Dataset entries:
┏━━

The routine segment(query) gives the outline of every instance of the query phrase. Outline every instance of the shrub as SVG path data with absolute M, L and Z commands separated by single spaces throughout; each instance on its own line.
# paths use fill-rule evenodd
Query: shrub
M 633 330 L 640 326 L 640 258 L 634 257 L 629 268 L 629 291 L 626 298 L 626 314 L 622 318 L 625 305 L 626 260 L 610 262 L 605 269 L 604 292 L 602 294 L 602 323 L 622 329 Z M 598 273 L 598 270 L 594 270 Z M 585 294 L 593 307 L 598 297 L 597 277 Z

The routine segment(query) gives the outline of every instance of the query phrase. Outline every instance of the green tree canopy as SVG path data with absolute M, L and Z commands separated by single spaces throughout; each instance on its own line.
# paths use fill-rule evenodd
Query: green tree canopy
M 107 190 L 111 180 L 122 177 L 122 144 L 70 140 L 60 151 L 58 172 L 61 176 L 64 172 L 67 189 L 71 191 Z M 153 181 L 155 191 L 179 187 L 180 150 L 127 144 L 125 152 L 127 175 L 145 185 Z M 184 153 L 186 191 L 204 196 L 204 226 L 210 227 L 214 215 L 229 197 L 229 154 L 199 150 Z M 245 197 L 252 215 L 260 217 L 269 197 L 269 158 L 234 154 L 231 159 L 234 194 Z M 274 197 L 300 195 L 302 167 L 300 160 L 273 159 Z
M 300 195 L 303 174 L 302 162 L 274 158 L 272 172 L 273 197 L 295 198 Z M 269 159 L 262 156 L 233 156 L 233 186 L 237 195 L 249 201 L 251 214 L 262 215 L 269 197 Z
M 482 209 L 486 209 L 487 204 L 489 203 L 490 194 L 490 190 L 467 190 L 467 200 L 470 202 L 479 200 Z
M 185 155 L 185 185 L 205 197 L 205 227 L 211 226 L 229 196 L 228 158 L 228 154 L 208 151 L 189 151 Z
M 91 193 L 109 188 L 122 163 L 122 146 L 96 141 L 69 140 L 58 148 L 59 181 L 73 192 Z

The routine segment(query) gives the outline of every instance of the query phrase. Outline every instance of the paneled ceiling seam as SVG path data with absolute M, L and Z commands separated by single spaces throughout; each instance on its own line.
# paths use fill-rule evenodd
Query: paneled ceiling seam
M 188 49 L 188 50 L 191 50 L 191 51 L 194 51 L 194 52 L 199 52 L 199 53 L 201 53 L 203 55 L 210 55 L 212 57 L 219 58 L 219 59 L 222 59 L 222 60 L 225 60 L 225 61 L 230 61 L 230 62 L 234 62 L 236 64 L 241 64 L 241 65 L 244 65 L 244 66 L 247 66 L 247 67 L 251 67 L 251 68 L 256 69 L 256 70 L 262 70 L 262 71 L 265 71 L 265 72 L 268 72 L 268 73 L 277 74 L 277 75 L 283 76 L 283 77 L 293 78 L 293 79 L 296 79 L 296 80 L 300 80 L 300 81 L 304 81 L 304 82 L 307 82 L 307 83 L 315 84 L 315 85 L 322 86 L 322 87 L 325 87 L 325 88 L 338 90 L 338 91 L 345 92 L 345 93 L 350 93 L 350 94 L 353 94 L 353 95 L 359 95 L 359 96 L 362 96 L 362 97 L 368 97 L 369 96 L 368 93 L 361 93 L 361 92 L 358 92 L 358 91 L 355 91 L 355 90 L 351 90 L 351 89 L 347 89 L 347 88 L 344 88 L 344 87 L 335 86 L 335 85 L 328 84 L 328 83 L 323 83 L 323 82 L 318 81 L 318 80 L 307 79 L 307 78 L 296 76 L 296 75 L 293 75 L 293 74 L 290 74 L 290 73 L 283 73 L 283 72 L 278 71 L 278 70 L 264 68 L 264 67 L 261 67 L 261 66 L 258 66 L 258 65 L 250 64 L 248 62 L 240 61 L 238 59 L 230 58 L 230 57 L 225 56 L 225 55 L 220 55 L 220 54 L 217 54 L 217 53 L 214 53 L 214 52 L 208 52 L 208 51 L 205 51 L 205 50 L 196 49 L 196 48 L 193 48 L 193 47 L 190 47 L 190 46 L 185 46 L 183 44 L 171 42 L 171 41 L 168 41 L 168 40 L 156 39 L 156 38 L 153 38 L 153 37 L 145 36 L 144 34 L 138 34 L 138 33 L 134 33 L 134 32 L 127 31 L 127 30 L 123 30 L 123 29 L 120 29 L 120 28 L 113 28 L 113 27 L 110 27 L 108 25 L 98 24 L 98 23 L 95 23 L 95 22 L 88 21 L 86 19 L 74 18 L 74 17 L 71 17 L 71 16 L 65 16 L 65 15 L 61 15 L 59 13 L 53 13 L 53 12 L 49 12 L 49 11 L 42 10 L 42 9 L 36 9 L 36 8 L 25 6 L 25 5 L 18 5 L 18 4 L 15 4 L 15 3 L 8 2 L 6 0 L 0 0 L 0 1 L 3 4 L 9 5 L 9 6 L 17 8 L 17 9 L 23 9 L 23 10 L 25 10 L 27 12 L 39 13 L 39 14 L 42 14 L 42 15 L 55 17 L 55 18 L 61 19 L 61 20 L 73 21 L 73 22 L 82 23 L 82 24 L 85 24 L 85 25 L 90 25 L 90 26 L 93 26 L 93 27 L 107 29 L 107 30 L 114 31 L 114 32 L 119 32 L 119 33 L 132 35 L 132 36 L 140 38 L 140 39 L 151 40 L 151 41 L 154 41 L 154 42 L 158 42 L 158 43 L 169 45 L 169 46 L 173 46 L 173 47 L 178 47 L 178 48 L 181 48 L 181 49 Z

┗━━

REQUIRED ACTION: Would you copy out all of the entries exactly?

RESULT OF THIS EXERCISE:
The routine segment(query) gives the outline of every instance of the query phrase. Outline every instance of the shrub as SVG path data with absolute M, L and Z commands separated by single spaces throughout; each instance on its own line.
# paths use fill-rule evenodd
Query: shrub
M 633 330 L 640 326 L 640 258 L 634 257 L 629 268 L 629 291 L 626 298 L 626 314 L 622 318 L 625 305 L 626 260 L 610 262 L 605 269 L 604 292 L 602 294 L 602 323 L 622 329 Z M 598 273 L 598 270 L 594 270 Z M 585 294 L 593 307 L 598 297 L 597 277 Z

The routine segment(query) gives the outline of every instance of the query phrase. Outline every instance of the green tree canopy as SVG path data with absolute M, L and Z commands separated by single spaces throughout; each instance on its own line.
# paths use fill-rule evenodd
Query: green tree canopy
M 107 190 L 111 180 L 122 177 L 122 144 L 70 140 L 60 151 L 58 172 L 61 176 L 64 172 L 67 189 L 71 191 Z M 153 181 L 155 191 L 179 187 L 180 150 L 127 144 L 125 152 L 127 175 L 145 185 Z M 184 153 L 186 191 L 204 196 L 204 226 L 210 227 L 214 215 L 229 197 L 229 154 L 199 150 Z M 245 197 L 252 215 L 260 217 L 269 197 L 269 158 L 234 154 L 231 159 L 234 194 Z M 274 197 L 300 195 L 302 167 L 300 160 L 273 159 Z
M 300 195 L 303 174 L 302 162 L 274 158 L 272 172 L 273 197 L 295 198 Z M 269 159 L 262 156 L 233 156 L 233 186 L 237 195 L 249 201 L 251 214 L 262 215 L 269 197 Z
M 482 209 L 486 209 L 487 204 L 489 203 L 490 194 L 490 190 L 467 190 L 467 200 L 470 202 L 479 200 Z
M 185 155 L 185 185 L 205 197 L 205 227 L 211 226 L 229 196 L 228 158 L 228 154 L 208 151 L 189 151 Z
M 91 193 L 109 188 L 122 163 L 122 146 L 96 141 L 69 140 L 58 148 L 59 181 L 73 192 Z

The routine segment(query) gives the outline of every instance of the query phrase. Outline every instance of the paneled ceiling seam as SVG path data with absolute M, L and Z commands separated by single spaces throughout; each instance on its own line.
# paths use fill-rule evenodd
Query: paneled ceiling seam
M 188 49 L 188 50 L 191 50 L 191 51 L 194 51 L 194 52 L 199 52 L 199 53 L 201 53 L 203 55 L 210 55 L 212 57 L 219 58 L 219 59 L 222 59 L 222 60 L 225 60 L 225 61 L 230 61 L 230 62 L 234 62 L 236 64 L 241 64 L 241 65 L 244 65 L 244 66 L 247 66 L 247 67 L 251 67 L 251 68 L 256 69 L 256 70 L 262 70 L 262 71 L 265 71 L 265 72 L 268 72 L 268 73 L 277 74 L 277 75 L 283 76 L 283 77 L 293 78 L 293 79 L 296 79 L 296 80 L 300 80 L 300 81 L 304 81 L 304 82 L 307 82 L 307 83 L 315 84 L 315 85 L 322 86 L 322 87 L 325 87 L 325 88 L 338 90 L 338 91 L 345 92 L 345 93 L 350 93 L 350 94 L 353 94 L 353 95 L 359 95 L 359 96 L 362 96 L 362 97 L 368 97 L 369 96 L 368 93 L 361 93 L 361 92 L 358 92 L 358 91 L 355 91 L 355 90 L 351 90 L 351 89 L 347 89 L 347 88 L 344 88 L 344 87 L 335 86 L 335 85 L 328 84 L 328 83 L 323 83 L 323 82 L 318 81 L 318 80 L 307 79 L 307 78 L 296 76 L 296 75 L 293 75 L 293 74 L 290 74 L 290 73 L 283 73 L 283 72 L 278 71 L 278 70 L 264 68 L 264 67 L 261 67 L 261 66 L 258 66 L 258 65 L 250 64 L 248 62 L 240 61 L 238 59 L 230 58 L 230 57 L 225 56 L 225 55 L 220 55 L 220 54 L 217 54 L 217 53 L 214 53 L 214 52 L 208 52 L 208 51 L 205 51 L 205 50 L 196 49 L 196 48 L 193 48 L 193 47 L 190 47 L 190 46 L 185 46 L 183 44 L 171 42 L 171 41 L 168 41 L 168 40 L 156 39 L 156 38 L 153 38 L 153 37 L 145 36 L 144 34 L 138 34 L 138 33 L 134 33 L 134 32 L 127 31 L 127 30 L 123 30 L 123 29 L 120 29 L 120 28 L 113 28 L 113 27 L 110 27 L 108 25 L 98 24 L 98 23 L 95 23 L 95 22 L 88 21 L 86 19 L 74 18 L 74 17 L 71 17 L 71 16 L 65 16 L 65 15 L 61 15 L 59 13 L 53 13 L 53 12 L 49 12 L 49 11 L 42 10 L 42 9 L 36 9 L 36 8 L 25 6 L 25 5 L 18 5 L 18 4 L 15 4 L 15 3 L 8 2 L 6 0 L 0 0 L 0 1 L 3 4 L 9 5 L 9 6 L 17 8 L 17 9 L 23 9 L 23 10 L 25 10 L 27 12 L 39 13 L 39 14 L 42 14 L 42 15 L 55 17 L 55 18 L 61 19 L 61 20 L 73 21 L 73 22 L 82 23 L 82 24 L 85 24 L 85 25 L 90 25 L 90 26 L 93 26 L 93 27 L 107 29 L 107 30 L 114 31 L 114 32 L 119 32 L 119 33 L 132 35 L 132 36 L 140 38 L 140 39 L 151 40 L 151 41 L 154 41 L 154 42 L 158 42 L 158 43 L 169 45 L 169 46 L 173 46 L 173 47 L 178 47 L 178 48 L 181 48 L 181 49 Z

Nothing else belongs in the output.